| About this exercise |
Reproduce the records word for word, with nothing left out.

| Records for processing |
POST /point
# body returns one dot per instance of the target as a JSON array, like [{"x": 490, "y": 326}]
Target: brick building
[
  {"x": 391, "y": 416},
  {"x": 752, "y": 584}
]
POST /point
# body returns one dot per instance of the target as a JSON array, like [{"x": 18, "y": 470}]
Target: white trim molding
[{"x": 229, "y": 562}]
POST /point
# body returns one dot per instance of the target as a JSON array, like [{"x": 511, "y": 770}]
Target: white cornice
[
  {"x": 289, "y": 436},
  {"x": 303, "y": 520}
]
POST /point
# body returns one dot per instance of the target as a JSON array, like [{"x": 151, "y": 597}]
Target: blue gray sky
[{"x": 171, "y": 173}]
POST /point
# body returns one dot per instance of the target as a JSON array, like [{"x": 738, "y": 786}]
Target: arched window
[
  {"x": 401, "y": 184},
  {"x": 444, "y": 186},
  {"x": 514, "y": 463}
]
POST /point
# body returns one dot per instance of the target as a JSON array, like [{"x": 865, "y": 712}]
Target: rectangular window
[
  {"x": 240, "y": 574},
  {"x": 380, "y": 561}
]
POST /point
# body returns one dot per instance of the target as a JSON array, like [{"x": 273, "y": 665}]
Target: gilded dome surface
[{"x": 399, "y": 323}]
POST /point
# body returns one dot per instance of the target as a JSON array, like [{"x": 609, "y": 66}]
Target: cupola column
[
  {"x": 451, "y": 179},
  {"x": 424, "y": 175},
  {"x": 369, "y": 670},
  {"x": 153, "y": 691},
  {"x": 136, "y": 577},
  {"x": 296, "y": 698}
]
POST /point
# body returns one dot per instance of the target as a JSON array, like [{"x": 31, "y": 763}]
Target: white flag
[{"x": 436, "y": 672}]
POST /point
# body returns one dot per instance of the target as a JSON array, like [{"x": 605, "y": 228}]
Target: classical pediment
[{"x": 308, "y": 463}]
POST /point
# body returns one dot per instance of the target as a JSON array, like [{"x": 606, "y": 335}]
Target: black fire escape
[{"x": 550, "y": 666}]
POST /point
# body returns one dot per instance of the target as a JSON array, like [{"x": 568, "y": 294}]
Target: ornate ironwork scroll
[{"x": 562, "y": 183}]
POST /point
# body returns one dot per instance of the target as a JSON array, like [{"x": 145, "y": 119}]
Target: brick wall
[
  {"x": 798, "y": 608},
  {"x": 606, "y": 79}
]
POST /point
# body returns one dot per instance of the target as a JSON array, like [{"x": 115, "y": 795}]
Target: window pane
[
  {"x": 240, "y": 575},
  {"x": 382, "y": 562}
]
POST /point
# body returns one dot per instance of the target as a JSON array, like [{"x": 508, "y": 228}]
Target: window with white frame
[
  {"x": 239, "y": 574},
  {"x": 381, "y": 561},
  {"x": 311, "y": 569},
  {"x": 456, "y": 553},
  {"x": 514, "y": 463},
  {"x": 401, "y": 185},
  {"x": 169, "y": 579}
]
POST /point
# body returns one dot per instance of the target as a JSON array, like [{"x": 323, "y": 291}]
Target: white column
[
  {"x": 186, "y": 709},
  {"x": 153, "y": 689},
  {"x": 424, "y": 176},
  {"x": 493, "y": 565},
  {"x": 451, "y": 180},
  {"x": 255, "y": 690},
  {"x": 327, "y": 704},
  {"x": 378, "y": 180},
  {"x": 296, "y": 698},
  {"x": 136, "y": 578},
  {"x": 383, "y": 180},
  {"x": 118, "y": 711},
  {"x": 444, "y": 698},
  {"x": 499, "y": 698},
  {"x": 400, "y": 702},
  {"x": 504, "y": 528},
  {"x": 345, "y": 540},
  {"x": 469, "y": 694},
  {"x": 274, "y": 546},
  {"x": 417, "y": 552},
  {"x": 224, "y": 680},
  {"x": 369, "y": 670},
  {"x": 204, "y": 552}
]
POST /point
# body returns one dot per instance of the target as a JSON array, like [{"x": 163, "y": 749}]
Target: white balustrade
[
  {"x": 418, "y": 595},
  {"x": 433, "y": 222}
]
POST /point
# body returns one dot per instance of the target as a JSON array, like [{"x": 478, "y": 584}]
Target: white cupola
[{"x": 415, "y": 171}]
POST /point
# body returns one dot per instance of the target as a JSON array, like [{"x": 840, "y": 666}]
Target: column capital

| Exercise response |
POST /point
# body returns one dot per instance of the target as a JSON array, like [{"x": 490, "y": 326}]
Target: brick building
[
  {"x": 391, "y": 416},
  {"x": 752, "y": 584}
]
POST /point
# body returns one dot per instance of the target as a JSON array, like [{"x": 18, "y": 470}]
Target: white trim molding
[{"x": 229, "y": 562}]
POST /point
# body returns one dot per instance of the target as a JSON array, like [{"x": 511, "y": 770}]
Target: white cornice
[
  {"x": 289, "y": 436},
  {"x": 303, "y": 520}
]
POST /point
# body returns one dot per instance of the target as a JSON array, like [{"x": 151, "y": 597}]
Target: blue gray sky
[{"x": 171, "y": 173}]
POST /point
# body returns one dot per instance of the target as a JSON array, like [{"x": 738, "y": 786}]
Target: arched window
[
  {"x": 401, "y": 184},
  {"x": 444, "y": 186},
  {"x": 514, "y": 463}
]
POST /point
# body returns one dot per instance of the target as a JSON array, like [{"x": 865, "y": 712}]
Target: rectangular window
[
  {"x": 240, "y": 574},
  {"x": 380, "y": 561}
]
POST /point
# body returns one dot per instance of the target as a JSON array, like [{"x": 273, "y": 665}]
Target: gilded dome surface
[{"x": 399, "y": 323}]
POST /point
# body returns one dot per instance of the target as a JSON array, like [{"x": 609, "y": 66}]
Target: cupola column
[
  {"x": 451, "y": 179},
  {"x": 424, "y": 175},
  {"x": 369, "y": 670},
  {"x": 153, "y": 691},
  {"x": 136, "y": 577},
  {"x": 296, "y": 698}
]
POST /point
# body returns one dot per instance of the target as a JSON array, like [{"x": 31, "y": 763}]
Target: white flag
[{"x": 436, "y": 672}]
POST /point
# body returns one dot per instance of the target as a JSON array, like [{"x": 605, "y": 228}]
Target: classical pediment
[{"x": 308, "y": 463}]
POST /point
# body returns one dot per instance of the target as a JSON array, like [{"x": 606, "y": 335}]
Target: black fire escape
[{"x": 550, "y": 666}]
POST /point
# body returns one dot per instance of the target as a JSON array, like [{"x": 568, "y": 294}]
Target: ornate ironwork scroll
[{"x": 562, "y": 183}]
POST /point
# body returns one dot per instance of the target as a JSON array, like [{"x": 145, "y": 119}]
Target: brick wall
[
  {"x": 798, "y": 608},
  {"x": 606, "y": 79}
]
POST /point
# body returns one dot per instance of the target as a JSON array, like [{"x": 115, "y": 795}]
Target: window pane
[
  {"x": 240, "y": 575},
  {"x": 382, "y": 562}
]
POST /point
# body returns one dot per instance of the target as a JSON array, like [{"x": 508, "y": 228}]
Target: window with white frame
[
  {"x": 239, "y": 574},
  {"x": 381, "y": 561},
  {"x": 311, "y": 569},
  {"x": 456, "y": 553},
  {"x": 514, "y": 463},
  {"x": 401, "y": 185},
  {"x": 169, "y": 579}
]
POST /point
# body returns one dot per instance of the target as a JSON array, like [{"x": 323, "y": 291}]
Target: white column
[
  {"x": 186, "y": 709},
  {"x": 153, "y": 689},
  {"x": 424, "y": 176},
  {"x": 493, "y": 565},
  {"x": 451, "y": 180},
  {"x": 255, "y": 690},
  {"x": 327, "y": 704},
  {"x": 378, "y": 180},
  {"x": 296, "y": 698},
  {"x": 136, "y": 578},
  {"x": 383, "y": 180},
  {"x": 118, "y": 711},
  {"x": 444, "y": 698},
  {"x": 499, "y": 698},
  {"x": 400, "y": 702},
  {"x": 504, "y": 528},
  {"x": 345, "y": 540},
  {"x": 469, "y": 694},
  {"x": 274, "y": 546},
  {"x": 417, "y": 552},
  {"x": 224, "y": 680},
  {"x": 369, "y": 670},
  {"x": 204, "y": 552}
]
POST /point
# body returns one dot per instance of the target as a JSON array, like [{"x": 163, "y": 749}]
Target: white balustrade
[
  {"x": 418, "y": 595},
  {"x": 433, "y": 222}
]
POST /point
# body returns one dot per instance of the target as a JSON array, like [{"x": 478, "y": 584}]
Target: white cupola
[{"x": 415, "y": 171}]
POST /point
# body returns one dot per instance of the target as a JSON array, like [{"x": 840, "y": 666}]
Target: column capital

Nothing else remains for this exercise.